Recast the material below, from the line with "the arm as a single marker per instance." to the line with "point(492, 471)", as a Markdown table with two columns: Index holds the row number and Text holds the line. Omit blank lines.

::::::::

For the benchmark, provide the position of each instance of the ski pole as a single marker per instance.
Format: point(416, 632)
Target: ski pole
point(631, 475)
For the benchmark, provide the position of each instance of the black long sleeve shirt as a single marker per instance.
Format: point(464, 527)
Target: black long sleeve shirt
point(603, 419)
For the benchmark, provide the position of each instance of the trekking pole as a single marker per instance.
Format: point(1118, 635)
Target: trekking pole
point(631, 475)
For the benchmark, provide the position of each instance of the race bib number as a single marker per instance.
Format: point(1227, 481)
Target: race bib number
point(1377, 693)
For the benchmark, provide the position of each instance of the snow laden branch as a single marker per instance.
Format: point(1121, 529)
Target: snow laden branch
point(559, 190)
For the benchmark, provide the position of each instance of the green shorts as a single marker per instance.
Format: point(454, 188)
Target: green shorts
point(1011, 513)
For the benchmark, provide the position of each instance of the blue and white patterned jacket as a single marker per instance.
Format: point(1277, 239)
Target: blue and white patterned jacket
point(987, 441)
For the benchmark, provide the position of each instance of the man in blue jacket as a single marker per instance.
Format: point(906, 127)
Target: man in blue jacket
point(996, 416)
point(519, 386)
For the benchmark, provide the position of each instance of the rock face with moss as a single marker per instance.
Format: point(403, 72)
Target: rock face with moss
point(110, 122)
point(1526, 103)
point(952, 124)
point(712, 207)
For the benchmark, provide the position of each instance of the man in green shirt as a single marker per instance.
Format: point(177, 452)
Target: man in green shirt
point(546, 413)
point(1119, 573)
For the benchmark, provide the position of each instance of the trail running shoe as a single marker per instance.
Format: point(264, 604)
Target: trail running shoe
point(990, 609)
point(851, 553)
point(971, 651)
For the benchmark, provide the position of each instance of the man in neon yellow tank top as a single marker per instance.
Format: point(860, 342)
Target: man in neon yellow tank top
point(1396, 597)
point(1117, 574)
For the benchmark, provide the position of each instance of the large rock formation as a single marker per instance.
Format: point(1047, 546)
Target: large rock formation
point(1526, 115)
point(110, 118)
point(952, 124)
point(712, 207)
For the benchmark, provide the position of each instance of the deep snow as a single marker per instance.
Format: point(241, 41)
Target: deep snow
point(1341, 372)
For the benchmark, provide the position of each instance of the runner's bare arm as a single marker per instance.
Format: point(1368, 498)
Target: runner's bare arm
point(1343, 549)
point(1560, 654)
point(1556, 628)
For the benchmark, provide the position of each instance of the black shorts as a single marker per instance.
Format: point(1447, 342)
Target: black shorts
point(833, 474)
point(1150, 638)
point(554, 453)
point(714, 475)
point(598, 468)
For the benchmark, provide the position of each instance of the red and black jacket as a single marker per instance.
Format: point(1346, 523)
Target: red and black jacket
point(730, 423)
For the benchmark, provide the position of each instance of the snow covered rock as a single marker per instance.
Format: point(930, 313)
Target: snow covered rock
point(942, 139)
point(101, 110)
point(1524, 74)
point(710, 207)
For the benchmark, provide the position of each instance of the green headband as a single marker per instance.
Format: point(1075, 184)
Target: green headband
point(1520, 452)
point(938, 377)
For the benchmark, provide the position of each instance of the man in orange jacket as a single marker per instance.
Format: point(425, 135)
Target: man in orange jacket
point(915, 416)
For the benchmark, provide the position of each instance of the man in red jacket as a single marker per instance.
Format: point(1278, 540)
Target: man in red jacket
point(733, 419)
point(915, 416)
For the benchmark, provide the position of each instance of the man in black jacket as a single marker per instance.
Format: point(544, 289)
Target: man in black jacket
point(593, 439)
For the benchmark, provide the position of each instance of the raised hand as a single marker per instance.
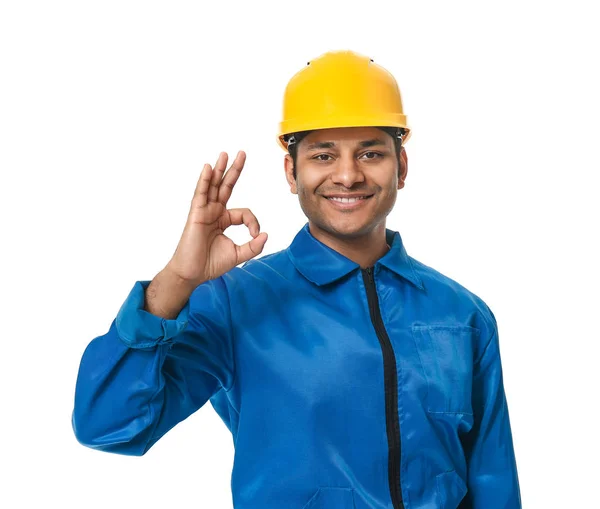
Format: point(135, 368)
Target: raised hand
point(204, 252)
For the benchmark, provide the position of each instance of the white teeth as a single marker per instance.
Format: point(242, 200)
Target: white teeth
point(346, 200)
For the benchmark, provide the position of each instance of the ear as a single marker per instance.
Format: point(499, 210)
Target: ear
point(288, 164)
point(402, 168)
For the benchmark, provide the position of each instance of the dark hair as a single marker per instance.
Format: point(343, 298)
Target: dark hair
point(293, 148)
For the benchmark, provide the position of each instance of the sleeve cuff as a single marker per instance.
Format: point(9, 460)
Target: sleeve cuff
point(138, 328)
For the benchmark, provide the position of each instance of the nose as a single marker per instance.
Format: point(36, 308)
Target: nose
point(347, 172)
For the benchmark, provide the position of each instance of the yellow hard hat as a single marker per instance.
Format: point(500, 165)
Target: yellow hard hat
point(341, 89)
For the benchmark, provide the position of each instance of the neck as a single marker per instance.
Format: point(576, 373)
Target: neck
point(364, 250)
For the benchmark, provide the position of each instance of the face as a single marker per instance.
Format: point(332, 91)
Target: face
point(347, 179)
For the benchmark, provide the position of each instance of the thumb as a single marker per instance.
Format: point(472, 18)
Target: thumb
point(251, 249)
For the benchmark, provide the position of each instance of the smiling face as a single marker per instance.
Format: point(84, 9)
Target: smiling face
point(347, 180)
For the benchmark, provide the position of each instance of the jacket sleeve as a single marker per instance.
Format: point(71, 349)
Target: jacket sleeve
point(492, 479)
point(148, 373)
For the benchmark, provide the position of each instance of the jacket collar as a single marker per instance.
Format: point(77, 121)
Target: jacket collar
point(323, 265)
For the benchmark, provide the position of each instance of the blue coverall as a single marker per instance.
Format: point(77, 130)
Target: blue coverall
point(343, 388)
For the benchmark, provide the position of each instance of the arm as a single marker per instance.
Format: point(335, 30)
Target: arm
point(148, 373)
point(492, 471)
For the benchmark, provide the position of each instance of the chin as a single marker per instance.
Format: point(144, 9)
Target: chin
point(343, 228)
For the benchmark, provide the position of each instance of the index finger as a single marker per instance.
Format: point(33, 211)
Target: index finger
point(231, 177)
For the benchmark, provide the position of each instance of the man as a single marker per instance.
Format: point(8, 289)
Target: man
point(350, 374)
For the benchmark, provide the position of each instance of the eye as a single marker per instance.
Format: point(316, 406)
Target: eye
point(375, 154)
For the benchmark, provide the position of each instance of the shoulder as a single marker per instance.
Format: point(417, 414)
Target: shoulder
point(453, 297)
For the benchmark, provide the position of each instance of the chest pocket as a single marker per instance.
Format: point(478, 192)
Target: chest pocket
point(446, 355)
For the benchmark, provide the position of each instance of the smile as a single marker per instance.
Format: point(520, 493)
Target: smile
point(347, 203)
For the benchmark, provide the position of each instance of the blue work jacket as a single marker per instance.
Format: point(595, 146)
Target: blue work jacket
point(343, 388)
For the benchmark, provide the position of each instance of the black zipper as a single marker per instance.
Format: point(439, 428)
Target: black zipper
point(390, 381)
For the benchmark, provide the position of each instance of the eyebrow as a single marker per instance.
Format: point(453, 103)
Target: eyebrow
point(330, 144)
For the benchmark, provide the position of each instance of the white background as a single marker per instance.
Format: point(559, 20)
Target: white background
point(108, 110)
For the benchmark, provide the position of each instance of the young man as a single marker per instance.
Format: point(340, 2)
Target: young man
point(350, 374)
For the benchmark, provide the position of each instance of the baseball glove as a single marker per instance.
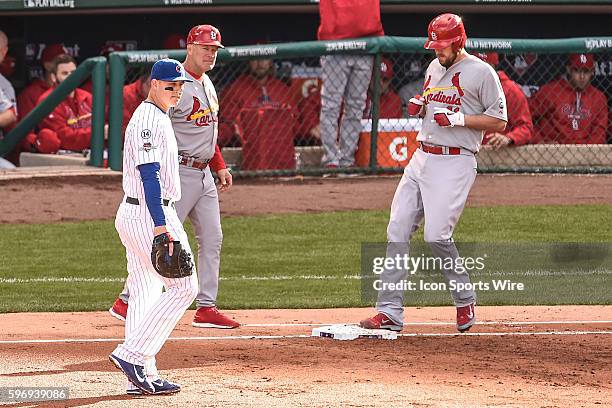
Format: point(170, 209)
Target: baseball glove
point(176, 265)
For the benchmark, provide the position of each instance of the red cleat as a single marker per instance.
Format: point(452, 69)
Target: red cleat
point(119, 310)
point(210, 317)
point(380, 321)
point(466, 317)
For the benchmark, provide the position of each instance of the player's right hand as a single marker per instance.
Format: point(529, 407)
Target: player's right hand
point(416, 105)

::::::::

Right answer:
| Index | Text |
|---|---|
| 1 | For the benchmark, provide the position of each instance of the arm as a single marker per instance. |
| 2 | Format: point(335, 30) |
| 3 | Target: arm |
| 4 | point(148, 373) |
| 5 | point(492, 471) |